**Polecenia**
1/ Sprawdź, czy poniższe zdania zgadzają się z wpisem o pierwszym zasiedleniu. Przy każdym odpowiedz „tak” lub „nie” i przytocz rozstrzygające słowa wpisu.
(a) Pierwsze zasiedlenie może dotyczyć części budynku.
(b) We wpisie uznano za dopuszczalne, żeby sprzedaż całego budynku była w 90% opodatkowana, a w 10% zwolniona.
(c) Przytoczony wyrok WSA wydano w 2010 roku.
2/ Przepisz wiernie fragment wpisu o pierwszym zasiedleniu od słów "Temat: Pierwsze zasiedlenie" do słów "przede wszystkim lokali.", razem z nimi.
3/ Dopisz dalszy ciąg wpisu o pierwszym zasiedleniu, zaczynając tam, gdzie się urywa.

Adam Bartosiewicz

Adam Bartosiewicz Tax Adviser ;
Solicitor

Temat: Pierwsze zasiedlenie - część nieruchomości

Będę drążył dalej temat pierwszego zasiedlenia.

Pierwsze zasiedlenie może dotyczyć "części budynku, bądź części budowli".
Wydaje mi się, że zasadniczo dotyczy to przede wszystkim lokali.
Uważam także, że pierwsze zasiedlenie (w przypadku części budynku) działa na tej zasadzie, że jeśli zasiedlono część budynku, to potem sprzedaż tej właśnie części budynku (jako odrębnego towaru) będzie skutkować ewentualnym zwolnieniem (po upływie 2 lat. etc.).

Uważam natomiast, że nie może być tak, że przykładowo - w budynku wynajęto pomieszczenie stanowiące dajmy na to 10% powierzchni, w związku z czym w okresie późniejszym sprzedaż całego budynku będzie: w 90% opodatkowana, zaś w 10% zwolniona.
To wydaje mi się niedopuszczalne.

Ponadto - mamy tutaj w ogóle pytanie: czy dana sprzedaż (jednego towaru, jednej usługi) poza przypadkami, gdy jest to wyraźnie i jednoznacznie przewidziane w przepisach prawa (vide: budownictwo społeczne i duże powierzchnie) może być opodatkowana różnymi stawkami?

[edit]
znalazłem dzisiaj jedną tezę w kwestii ostatniego:
I SA/Wr 1876/09 wyrok wsa 2010.01.26
3. Niedopuszczalne jest dzielenie przedmiotu sprzedaży na poszczególne składniki wyłącznie w celu zróżnicowania stawek podatkowych, jeśli na gruncie prawa cywilnego jest to jeden przedmiot sprzedaży.

**Część materiału**
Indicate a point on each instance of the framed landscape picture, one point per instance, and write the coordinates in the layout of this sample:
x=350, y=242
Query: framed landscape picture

**Odpowiedzi po kolei**
1/
(a) Tak: „Pierwsze zasiedlenie może dotyczyć "części budynku, bądź części budowli".”
(b) Nie: „To wydaje mi się niedopuszczalne.”
(c) Tak: „I SA/Wr 1876/09 wyrok wsa 2010.01.26”

2/
Temat: Pierwsze zasiedlenie - część nieruchomości

Będę drążył dalej temat pierwszego zasiedlenia.

Pierwsze zasiedlenie może dotyczyć "części budynku, bądź części budowli".
Wydaje mi się, że zasadniczo dotyczy to przede wszystkim lokali.

3/
EDIT: Przesuwam do góry:
Naprawdę nikt nie ma opinii....?Adam Bartosiewicz edytował(a) ten post dnia 27.10.10 o godzinie 21:00
Tomasz Siennicki

Tomasz Siennicki Doradca podatkowy

Temat: Pierwsze zasiedlenie - część nieruchomości

Z pewnością ma, tylko - wygląda na to - że ludzie zarobieni są. Ja na ten przykład dodatkowo niedawno miałem "ciche dni" w domu jak mnie żona przyłapała (no, może przyłapała to złe słowo, bo się z tym nie kryłem), że o 22 z minutami siedzę na Goldenline, zamiast... no wiadomo gdzie. W jej rozumieniu to sobie pisze o "duperelach", z czym się z gruntu zgodzić oczywiście nie można, ale zrozumienia w tej kwestii u mojej małżonki nie znalazłem.

Jeżeli chodzi natomiast o temat, to sprawa jest oczywiście ciekawa (jak zresztą chyba wszystkie do tej pory na tym forum). Ale ogólne stwierdzenie, że oddanie do użytkowania tylko części budynku (w warunkach PZ), nie może mieć znaczenia dla całego budynku, byłoby chyba co najmniej mylące.

Jeżeli np. wynajmujemy części powierzchni w budynku, w którym jest tylko jeden lokal (np. hala magazynowa), a pozostała część jest użytkowana przez podmiot, który tą halę wybudował, czy też nie mamy pierwszego zasiedlenia? Wydaje mi się, że owszem, mamy. Oczywiście sprawę można próbować wyjaśnić w ten sposób, że korzystanie z części powierzchni w takich warunkach wymagało de facto korzystania z całości w jakimś zakresie.

Sprawa zdecydowanie komplikuje się w sytuacji, w której mamy budynek z samodzielnymi lokalami, np. mieszkalnymi. Jeden z nich sprzedaliśmy. Wówczas już nie możemy zbyć całości budynku, tylko jego część lub części (właśnie, jedną czy wiele???), do tej pory niezasiedlone.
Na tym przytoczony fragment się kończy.